OBJECTIVE A
In the article on Tennessee's proposed abortion ban, what happened to Sen. Mark Pody's fetal heartbeat bill last session?
OBJECTIVE B
Using the article on Tennessee's proposed abortion ban, explain how Pody's new proposal would bar abortion from the point of conception.
OBJECTIVE C
Carry the article on Tennessee's proposed abortion ban forward from its final sentence.

QUOTED TEXT
● ● ●

NASHVILLE — Tennessee Senate Republicans and fellow abortion rights opponents divided sharply Monday over a proposed near-total abortion ban that would be one of the nation's strictest, with a National Right to Life legal expert warning both the risky approach and legal strategy on which it relies likely will fail in federal courts.
Before a packed committee room of several hundred, the GOP-led Senate Judiciary Committee members heard testimony, comments and sometimes-heated arguments on the proposal during their first of two days of hearings.
The proposal is a follow-up to Republican Sen. Mark Pody's controversial fetal heartbeat bill last session. It passed the Republican-controlled House but fizzled in the GOP-dominated Senate. No bill will be taken up until January.
While the fetal heartbeat bill sought to ban abortion after it can be detected — usually about six weeks into pregnancy — Pody, a Lebanon lawmaker, wants to use another method to ban it at conception.
It relies on blood and urine tests to detect a hormone that can show up as early as 11 days after conception. It seeks to redefine a fetus' viability — the point at which it can survive outside the womb — at that moment, thus barring an abortion.

● ● ●

COLLECTED DATA

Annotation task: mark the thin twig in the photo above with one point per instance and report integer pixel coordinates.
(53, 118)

● ● ●

WRITTEN RESPONSE A
It passed the Republican-controlled House but fizzled in the GOP-dominated Senate.

WRITTEN RESPONSE B
The proposal relies on blood and urine tests that detect a hormone, which can show up as early as 11 days after conception. It redefines a fetus' viability as beginning at the moment the hormone is detected, which would bar an abortion from then on.

WRITTEN RESPONSE C
Pody and allies are relying on an untested legal strategy that seeks to use common law to defend the law. The overall goal is to get into court with new arguments and different rulings from federal appellate courts, persuading the U.S. Supreme Court to take it up and overturn its landmark 1973 Roe v. Wade ruling that legalized abortion nationwide.
As part of the national trend, six states — Arkansas, Georgia, Kentucky, Louisiana, Mississippi and Ohio — passed bills this year banning abortions around six weeks into pregnancy, according to the Associated Press. Most of those have since faced legal challenges, where federal judges have indicated that the laws will likely fail to hold up under the legal precedents set by the high court, according to the AP.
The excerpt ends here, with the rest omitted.